> _Dataset_
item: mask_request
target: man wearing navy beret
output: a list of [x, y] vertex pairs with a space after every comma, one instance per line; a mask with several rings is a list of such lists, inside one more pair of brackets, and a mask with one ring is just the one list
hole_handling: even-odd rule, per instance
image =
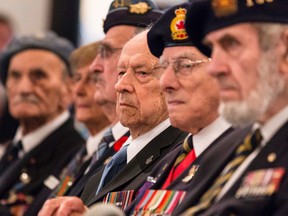
[[25, 214], [84, 142], [67, 111], [72, 50], [48, 33], [17, 38], [3, 52], [1, 78], [20, 125], [0, 161], [1, 215]]
[[288, 214], [287, 11], [286, 0], [192, 2], [187, 31], [200, 49], [211, 49], [208, 72], [220, 84], [222, 114], [253, 126], [245, 140], [231, 142], [234, 150], [207, 164], [223, 171], [175, 215], [187, 208], [183, 215]]

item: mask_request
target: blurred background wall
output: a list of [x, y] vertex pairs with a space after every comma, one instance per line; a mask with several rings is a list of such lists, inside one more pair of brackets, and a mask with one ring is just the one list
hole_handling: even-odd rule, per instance
[[[187, 0], [153, 0], [162, 9]], [[53, 30], [75, 45], [103, 38], [103, 19], [112, 0], [0, 0], [0, 13], [13, 21], [15, 34]]]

> _Task goal_
Switch every "even-odd rule" in the listing to "nonzero winding rule", then write out the whole listing with nothing else changed and without the pictures.

> _Response to this exercise_
item: mask_request
target: man wearing navy beret
output: a list of [x, y] vertex pairs with a space after every comma, one instance per line; a mask with several rings is a list of such lists, inside one more pair of brackets, and a mask with one ring is just the one list
hole_handling: nonzero winding rule, per instance
image =
[[25, 214], [84, 142], [67, 111], [72, 50], [48, 33], [17, 38], [3, 52], [1, 78], [20, 125], [0, 161], [1, 215]]
[[288, 214], [287, 11], [286, 0], [192, 2], [187, 31], [200, 49], [211, 49], [208, 72], [220, 84], [222, 114], [253, 126], [245, 140], [231, 142], [234, 150], [207, 164], [223, 171], [175, 215], [187, 208], [183, 215]]

item: mask_request
target: blurred background wall
output: a list of [x, y] vertex pairs with a space after every comma, one instance per line; a mask with several rings is a list of such lists, inside one more pair of brackets, and a mask with one ring is just the one list
hole_handling: nonzero winding rule, per instance
[[[187, 0], [153, 0], [162, 9]], [[53, 30], [75, 45], [103, 38], [103, 19], [112, 0], [0, 0], [0, 13], [13, 21], [15, 34]]]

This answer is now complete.